# Directions for this task:
Could you pick up the text on network services and performance after its last sentence and keep writing it, leaving the listing aside?
-- Begin Text excerpt --
1.9. Network Service

Network services are applications hosted by servers on a computer network, to provide some functionality for members or users of the network, or to help the network itself to operate.

The World Wide Web, E-mail, printing and network file sharing are examples of well-known network services. Network services such as DNS (Domain Name System) give names for IP and MAC addresses (people remember names like “nm.lan” better than numbers like “210.121.67.18”), and DHCP to ensure that the equipment on the network has a valid IP address.

Services are usually based on a service protocol that defines the format and sequencing of messages between clients and servers of that network service.

1.10. Network Performance

1.10.1. Bandwidth

Bandwidth in bit/s may refer to consumed bandwidth, corresponding to achieved throughput or goodput, i.e., the average rate of successful data transfer through a communication path. The throughput is affected by technologies such as bandwidth shaping, bandwidth management, bandwidth throttling, bandwidth cap, bandwidth allocation (for example bandwidth allocation protocol and dynamic bandwidth allocation), etc. A bit stream’s bandwidth is proportional to the average consumed signal bandwidth in hertz (the average spectral bandwidth of the analog signal representing the bit stream) during a studied time interval.

1.10.2. Network delay

Network delay is a design and performance characteristic of a telecommunications network. It specifies the latency for a bit of data to travel across the network from one communication endpoint to another. It is typically measured in multiples or fractions of a second. Delay may differ slightly, depending on the location of the specific pair of communicating endpoints. Engineers usually report both the maximum and average delay, and they divide the delay into several parts:

A certain minimum level of delay is experienced by signals due to the time it takes to transmit a packet serially through a link. This delay is extended by more variable levels of delay due to network congestion. IP network delays can range from a few milliseconds to several hundred milliseconds.

1.10.3. Quality of service

Depending on the installation requirements, network performance is usually measured by the quality of service of a telecommunications product. The parameters that affect this typically can include throughput, jitter, bit error rate and latency.

The following list gives examples of network performance measures for a circuit-switched network and one type of packet-switched network, viz. ATM:

  • Circuit-switched networks: In circuit switched networks, network performance is synonymous with the grade of service. The number of rejected calls is a measure of how well the network is performing under heavy traffic loads. Other types of performance measures can include the level of noise and echo.

  • ATM: In an Asynchronous Transfer Mode (ATM) network, performance can be measured by line rate, quality of service (QoS), data throughput, connect time, stability, technology, modulation technique, and modem enhancements.
-- End Text excerpt --
-- Begin Data extract --
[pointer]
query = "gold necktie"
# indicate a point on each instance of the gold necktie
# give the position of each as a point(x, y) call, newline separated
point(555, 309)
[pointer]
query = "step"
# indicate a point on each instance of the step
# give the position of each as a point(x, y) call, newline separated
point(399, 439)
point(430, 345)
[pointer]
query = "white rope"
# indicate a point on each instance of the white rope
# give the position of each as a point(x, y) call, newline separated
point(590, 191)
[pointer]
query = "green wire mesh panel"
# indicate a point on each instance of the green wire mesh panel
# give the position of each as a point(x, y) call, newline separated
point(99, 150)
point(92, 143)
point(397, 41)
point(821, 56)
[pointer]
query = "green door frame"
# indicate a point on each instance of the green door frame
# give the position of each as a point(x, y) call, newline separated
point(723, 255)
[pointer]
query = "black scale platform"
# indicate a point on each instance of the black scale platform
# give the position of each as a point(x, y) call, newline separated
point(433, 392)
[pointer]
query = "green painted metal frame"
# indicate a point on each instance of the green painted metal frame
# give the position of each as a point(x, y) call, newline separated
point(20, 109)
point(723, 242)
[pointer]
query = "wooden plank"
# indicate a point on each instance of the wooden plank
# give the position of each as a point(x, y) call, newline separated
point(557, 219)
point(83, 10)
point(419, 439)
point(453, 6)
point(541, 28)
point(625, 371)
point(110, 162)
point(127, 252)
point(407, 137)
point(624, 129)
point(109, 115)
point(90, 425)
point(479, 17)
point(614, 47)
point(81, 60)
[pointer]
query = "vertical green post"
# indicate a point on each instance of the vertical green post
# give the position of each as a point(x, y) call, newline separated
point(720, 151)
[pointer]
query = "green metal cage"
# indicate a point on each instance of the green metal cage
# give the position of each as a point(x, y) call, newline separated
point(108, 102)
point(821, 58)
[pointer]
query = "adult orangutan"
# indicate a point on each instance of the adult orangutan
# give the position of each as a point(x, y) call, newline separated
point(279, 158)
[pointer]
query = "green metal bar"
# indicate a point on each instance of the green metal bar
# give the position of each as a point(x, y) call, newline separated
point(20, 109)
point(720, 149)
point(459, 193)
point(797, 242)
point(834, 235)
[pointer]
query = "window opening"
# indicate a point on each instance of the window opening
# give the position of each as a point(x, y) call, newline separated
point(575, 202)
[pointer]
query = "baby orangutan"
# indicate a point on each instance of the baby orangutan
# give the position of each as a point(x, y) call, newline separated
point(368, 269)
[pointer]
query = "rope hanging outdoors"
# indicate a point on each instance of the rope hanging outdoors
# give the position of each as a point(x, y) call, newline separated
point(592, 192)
-- End Data extract --
# Reply to the task:
There are many ways to measure the performance of a network, as each network is different in nature and design. Performance can also be modeled instead of measured. For example, state transition diagrams are often used to model queuing performance in a circuit-switched network. The network planner uses these diagrams to analyze how the network performs in each state, ensuring that the network is optimally designed.

1.10.4. Network congestion

Network congestion occurs when a link or node is subjected to a greater data load than it is rated for, resulting in a deterioration of its quality of service. When networks are congested and queues become too full, packets have to be discarded, and so networks rely on re-transmission. Typical effects of congestion include queueing delay, packet loss or the blocking of new connections. A consequence of these latter two is that incremental increases in offered load lead either to only a small increase in the network throughput or to a reduction in network throughput.

Network protocols that use aggressive retransmissions to compensate for packet loss tend to keep systems in a state of network congestion—even after the initial load is reduced to a level that would not normally induce network congestion. Thus, networks using these protocols can exhibit two stable states under the same level of load. The stable state with low throughput is known as congestive collapse.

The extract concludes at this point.